The Real-World Boards: Question #11
A 55-year-old man is post-cardiac arrest and getting warm
These are the Real-World Boards. As in the real world, there is often no “right” answer, and you are only competing against yourself. Upgrade to the Lifelong Learner level for full access to all the questions and unlimited CME credits with an included Learner+ account.
A 55-year-old man is brought to your ICU from the ED, where he presented after out-of-hospital cardiac arrest. He collapsed in a store, and bystander CPR was provided prior to EMS arrival, who identified his rhythm as PEA. His estimated time before ROSC was 14 minutes.
He is hemodynamically stable and oxygenating well. On exam, he is unresponsive on no sedation, intubated, with no withdrawal from nailbed pressure in any extremity. His pupils are both 5 mm and nonreactive to light. Heart and lung exam are unremarkable. A CT scan shows no acute process or cerebral edema. His ECG shows no evidence of occlusive MI.
His core body temperature is 37.8 degrees. The charge nurse approaches. She maintains eye contact with you as she announces, “This patient is not being cooled.”

Raw data »
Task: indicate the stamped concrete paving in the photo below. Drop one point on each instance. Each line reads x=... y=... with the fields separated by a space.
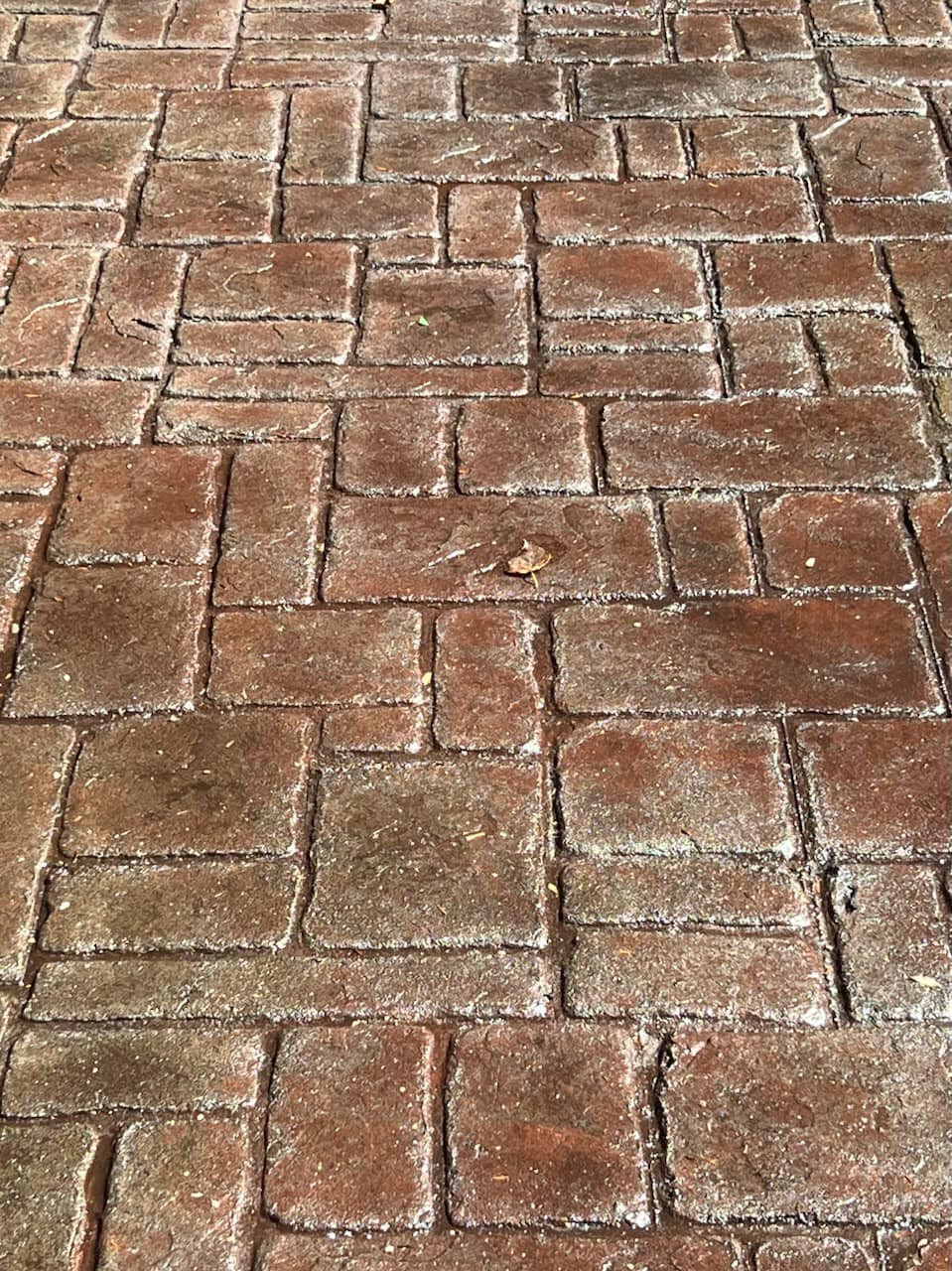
x=476 y=614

Exercises to complete »
A – In the cardiac arrest case, write out the passage from "The Real-World Boards: Question" up to and including "included Learner+ account.", changing "Real-World Boards" to "Practice Boards".
B – Answer these questions from the cardiac arrest case:
(i) How long was his estimated time before ROSC?
(ii) What size are his pupils?
(iii) What is his core body temperature?
C – Pick up the cardiac arrest case where it stops and keep writing.

Task-by-task results »
A –
The Practice Boards: Question #11
A 55-year-old man is post-cardiac arrest and getting warm
These are the Practice Boards. As in the real world, there is often no “right” answer, and you are only competing against yourself. Upgrade to the Lifelong Learner level for full access to all the questions and unlimited CME credits with an included Learner+ account.

B –
(i) 14 minutes
(ii) 5 mm
(iii) 37.8 degrees

C –
Therapeutic hypothermia, later rebranded as “targeted temperature management,” became a standard post-cardiac arrest therapy for comatose patients after two 2002 NEJM trials (n=273 and n=77) suggested reducing core temperature to 32°C to 34°C markedly improved neurologic outcomes and survival. Although those studies only included out-of-hospital cardiac arrests with ventricular fibrillation, induced hypothermia was rapidly and widely adopted and applied to most cardiac arrest patients, regardless of initial rhythm or location of arrest. This was in large part due to the recommendations from a task force of the International Liaison Committee on Resuscitation (ILCOR), and their enshrinement in the American Heart Association’s 2005, 2010, and 2015 post-cardiac arrest management guidelines.